### Page
========

That’s what some environmentalists said they feared when Planktos, a California-based concern, announced it would embark on a private effort to fertilize part of the South Atlantic with iron, in hopes of producing carbon-absorbing plankton blooms that the company could market as carbon offsets. Countries bound by the London Convention, an international treaty governing dumping at sea, issued a “statement of concern” about the work and a United Nations group called for a moratorium, but it is not clear what would have happened had Planktos not abandoned the effort for lack of money.

Here is the whole story.

Posted by Tyler Cowen on August 12, 2008 at 04:04 AM in Science | Permalink

Comments

Go the board and write "unintended consequences" 100 times.

Posted by: John B. Chilton at Aug 12, 2008 10:45:47 AM

Of course, the other side of the coin is paralysis in the face of slow destruction of the environment. We don't know what will happen if we try something of this scale, so we don't do anything. (and anything we try will be of this scale)

So, basically, anything other than reducing carbon emissions will always be overruled.

Posted by: Gary at Aug 12, 2008 12:52:08 PM

Of course, this shows in part the emotional and Puritanical aspect of Al Gore-style environmentalism. If their goal were truly to reduce atmospheric CO2 at all costs, this experiment should have had their full approval. But for many, environmentalism is a secular religion, requiring self-sacrifice (and imposing that self-sacrifice on others) rather than creative scientific solutions.

Posted by: anonymous_coward at Aug 12, 2008 1:51:32 PM

Of course, this shows in part the emotional and Puritanical aspect of Al Gore-style environmentalism. If their goal were truly to reduce atmospheric CO2 at all costs, this experiment should have had their full approval. But for many, environmentalism is a secular religion, requiring self-sacrifice (and imposing that self-sacrifice on others) rather than creative scientific solutions.

Posted by: anonymous_coward at Aug 12, 2008 1:51:52 PM

Uncertainty is clearly a big problem in evaluating the planet-altering effects of our actions. A bit of paralysis might not be a bad thing in the long-run. Reducing carbon emissions does seem to be the safest bet. We can't be sure any action is inherently safe so we have to adopt a process of adaptive management - cautious experimentation with possible options, careful monitoring and analysis, continual testing and adjusting of our assumptions and decisions based on the latest knowledge. And of course, the whole of society has to be involved because we are all stakeholders. That's quite a challenge, but we can't bury our head in the sand and ignore it.

Posted by: Bill at Aug 12, 2008 2:58:51 PM

Question for anonymous_coward - What motivates environmentalists to impose sacrifices on themselves and society?

Posted by: Bill at Aug 12, 2008 3:06:17 PM

We face unintended consequences either way.

========

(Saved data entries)
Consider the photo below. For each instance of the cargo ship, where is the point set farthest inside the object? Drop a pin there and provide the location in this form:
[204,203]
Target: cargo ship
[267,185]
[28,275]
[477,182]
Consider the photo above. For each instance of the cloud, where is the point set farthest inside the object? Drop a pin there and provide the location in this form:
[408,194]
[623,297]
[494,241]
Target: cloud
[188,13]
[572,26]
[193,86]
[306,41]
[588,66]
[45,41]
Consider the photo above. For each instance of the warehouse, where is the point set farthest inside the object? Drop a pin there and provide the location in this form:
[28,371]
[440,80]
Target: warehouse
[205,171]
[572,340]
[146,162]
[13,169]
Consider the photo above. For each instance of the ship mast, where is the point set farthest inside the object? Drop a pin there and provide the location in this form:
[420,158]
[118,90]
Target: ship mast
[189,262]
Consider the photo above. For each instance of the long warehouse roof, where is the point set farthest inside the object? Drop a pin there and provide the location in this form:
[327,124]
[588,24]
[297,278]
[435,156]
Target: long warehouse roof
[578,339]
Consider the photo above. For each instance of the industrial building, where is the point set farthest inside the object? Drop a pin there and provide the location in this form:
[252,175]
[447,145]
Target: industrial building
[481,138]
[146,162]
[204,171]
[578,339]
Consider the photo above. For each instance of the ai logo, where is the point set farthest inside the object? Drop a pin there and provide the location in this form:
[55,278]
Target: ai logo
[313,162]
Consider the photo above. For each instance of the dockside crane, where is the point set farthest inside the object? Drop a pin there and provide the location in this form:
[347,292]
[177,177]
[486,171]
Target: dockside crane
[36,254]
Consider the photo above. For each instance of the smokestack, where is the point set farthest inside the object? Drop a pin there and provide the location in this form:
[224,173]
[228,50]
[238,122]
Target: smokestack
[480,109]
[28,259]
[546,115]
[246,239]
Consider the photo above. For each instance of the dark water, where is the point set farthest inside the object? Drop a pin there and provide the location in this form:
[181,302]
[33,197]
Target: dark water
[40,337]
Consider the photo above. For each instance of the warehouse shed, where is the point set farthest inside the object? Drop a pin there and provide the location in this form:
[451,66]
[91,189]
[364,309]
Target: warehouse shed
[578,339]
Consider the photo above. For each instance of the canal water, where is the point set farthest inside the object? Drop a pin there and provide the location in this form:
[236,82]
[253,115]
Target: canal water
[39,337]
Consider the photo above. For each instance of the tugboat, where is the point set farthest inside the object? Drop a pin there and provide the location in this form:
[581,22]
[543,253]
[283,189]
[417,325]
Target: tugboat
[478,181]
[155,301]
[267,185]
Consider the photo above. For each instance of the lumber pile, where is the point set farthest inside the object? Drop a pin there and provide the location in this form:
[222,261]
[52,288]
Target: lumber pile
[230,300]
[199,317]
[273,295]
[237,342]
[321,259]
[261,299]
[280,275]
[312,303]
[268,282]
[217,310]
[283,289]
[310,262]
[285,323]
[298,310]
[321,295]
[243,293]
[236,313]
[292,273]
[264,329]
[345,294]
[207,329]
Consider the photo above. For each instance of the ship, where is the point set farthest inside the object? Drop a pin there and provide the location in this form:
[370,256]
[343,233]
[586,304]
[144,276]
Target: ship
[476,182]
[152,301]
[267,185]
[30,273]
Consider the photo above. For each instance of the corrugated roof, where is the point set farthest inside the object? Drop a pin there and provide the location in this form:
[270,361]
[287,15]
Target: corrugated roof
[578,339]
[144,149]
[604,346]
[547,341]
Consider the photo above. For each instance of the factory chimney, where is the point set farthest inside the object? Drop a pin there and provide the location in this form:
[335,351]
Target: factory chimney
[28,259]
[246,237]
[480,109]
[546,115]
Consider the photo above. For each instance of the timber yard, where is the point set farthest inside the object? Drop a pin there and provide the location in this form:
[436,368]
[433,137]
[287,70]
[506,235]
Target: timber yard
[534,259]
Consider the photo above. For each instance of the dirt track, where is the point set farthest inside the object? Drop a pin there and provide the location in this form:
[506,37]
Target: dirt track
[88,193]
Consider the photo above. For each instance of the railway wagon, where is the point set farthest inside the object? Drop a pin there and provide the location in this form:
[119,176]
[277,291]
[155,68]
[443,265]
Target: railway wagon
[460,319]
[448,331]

========

### Written request
Update the portion of the ocean iron-fertilization page that opens with "Question for anonymous_coward" and closes with "consequences either way.", swapping "sacrifices" for "burdens". These items have no connection to the ocean iron-fertilization page.

### Task solution
Question for anonymous_coward - What motivates environmentalists to impose burdens on themselves and society?

Posted by: Bill at Aug 12, 2008 3:06:17 PM

We face unintended consequences either way.